INFORMATION PROVIDED →
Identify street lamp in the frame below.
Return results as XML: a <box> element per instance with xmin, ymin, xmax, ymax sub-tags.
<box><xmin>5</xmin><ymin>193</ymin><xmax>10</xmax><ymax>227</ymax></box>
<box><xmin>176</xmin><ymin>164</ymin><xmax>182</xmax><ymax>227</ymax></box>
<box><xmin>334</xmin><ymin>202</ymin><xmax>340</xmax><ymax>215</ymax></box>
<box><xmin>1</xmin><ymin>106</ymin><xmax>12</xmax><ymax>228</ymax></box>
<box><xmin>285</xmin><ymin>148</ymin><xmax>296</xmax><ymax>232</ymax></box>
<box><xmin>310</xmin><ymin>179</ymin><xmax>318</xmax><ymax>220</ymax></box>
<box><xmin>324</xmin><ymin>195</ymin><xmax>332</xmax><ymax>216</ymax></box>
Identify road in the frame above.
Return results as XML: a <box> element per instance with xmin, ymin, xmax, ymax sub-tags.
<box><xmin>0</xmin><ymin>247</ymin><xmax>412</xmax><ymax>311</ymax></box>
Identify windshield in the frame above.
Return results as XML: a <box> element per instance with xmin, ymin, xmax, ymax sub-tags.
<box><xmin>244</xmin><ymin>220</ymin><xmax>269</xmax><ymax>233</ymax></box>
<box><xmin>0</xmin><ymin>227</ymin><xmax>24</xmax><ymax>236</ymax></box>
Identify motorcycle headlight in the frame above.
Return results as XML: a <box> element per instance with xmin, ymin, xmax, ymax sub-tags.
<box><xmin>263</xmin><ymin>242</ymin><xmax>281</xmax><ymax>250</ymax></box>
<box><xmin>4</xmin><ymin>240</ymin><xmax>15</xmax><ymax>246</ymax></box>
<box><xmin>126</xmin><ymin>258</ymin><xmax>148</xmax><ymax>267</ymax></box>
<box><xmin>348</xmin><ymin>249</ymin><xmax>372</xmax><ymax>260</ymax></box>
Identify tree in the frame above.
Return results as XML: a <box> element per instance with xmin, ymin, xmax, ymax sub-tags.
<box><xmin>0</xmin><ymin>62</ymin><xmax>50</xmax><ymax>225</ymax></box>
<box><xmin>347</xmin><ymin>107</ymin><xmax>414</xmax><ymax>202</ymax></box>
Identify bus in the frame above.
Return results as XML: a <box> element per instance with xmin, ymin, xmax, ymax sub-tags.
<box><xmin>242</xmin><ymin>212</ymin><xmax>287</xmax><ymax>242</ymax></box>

...

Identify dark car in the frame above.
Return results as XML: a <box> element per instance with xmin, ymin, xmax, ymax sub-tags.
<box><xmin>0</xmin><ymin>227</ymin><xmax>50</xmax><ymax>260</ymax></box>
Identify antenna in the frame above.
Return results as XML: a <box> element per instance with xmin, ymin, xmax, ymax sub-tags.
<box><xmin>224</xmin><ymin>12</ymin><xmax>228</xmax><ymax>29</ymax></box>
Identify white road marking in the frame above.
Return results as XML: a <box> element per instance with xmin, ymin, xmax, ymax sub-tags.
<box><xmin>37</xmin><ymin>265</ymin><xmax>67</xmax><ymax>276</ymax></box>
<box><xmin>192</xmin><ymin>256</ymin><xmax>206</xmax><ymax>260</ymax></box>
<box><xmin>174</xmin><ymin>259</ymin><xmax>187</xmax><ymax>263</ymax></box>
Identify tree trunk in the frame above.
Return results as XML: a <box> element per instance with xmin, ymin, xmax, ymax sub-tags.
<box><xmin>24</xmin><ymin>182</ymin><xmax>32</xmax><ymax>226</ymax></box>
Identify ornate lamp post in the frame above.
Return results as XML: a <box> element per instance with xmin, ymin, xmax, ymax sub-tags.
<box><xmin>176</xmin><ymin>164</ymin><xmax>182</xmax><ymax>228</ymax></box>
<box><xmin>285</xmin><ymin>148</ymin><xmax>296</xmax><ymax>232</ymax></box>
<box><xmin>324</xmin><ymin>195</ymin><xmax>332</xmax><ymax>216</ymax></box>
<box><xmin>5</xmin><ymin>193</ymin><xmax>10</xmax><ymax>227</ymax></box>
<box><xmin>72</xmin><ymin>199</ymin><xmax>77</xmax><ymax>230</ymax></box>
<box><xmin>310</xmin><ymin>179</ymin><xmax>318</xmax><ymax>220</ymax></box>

WHAT YOU SHOULD DO →
Every line in the data that holds the string "above" should be returned.

OUTPUT OF THE TASK →
Identify road in the frame above.
Identify windshield in the frame above.
Identify motorcycle headlight in the frame above.
Identify tree in the frame above.
Identify bus in the frame above.
Identify dark car in the frame above.
Identify antenna in the frame above.
Identify white road marking in the frame above.
Identify tree trunk in the frame above.
Identify ornate lamp post in the frame above.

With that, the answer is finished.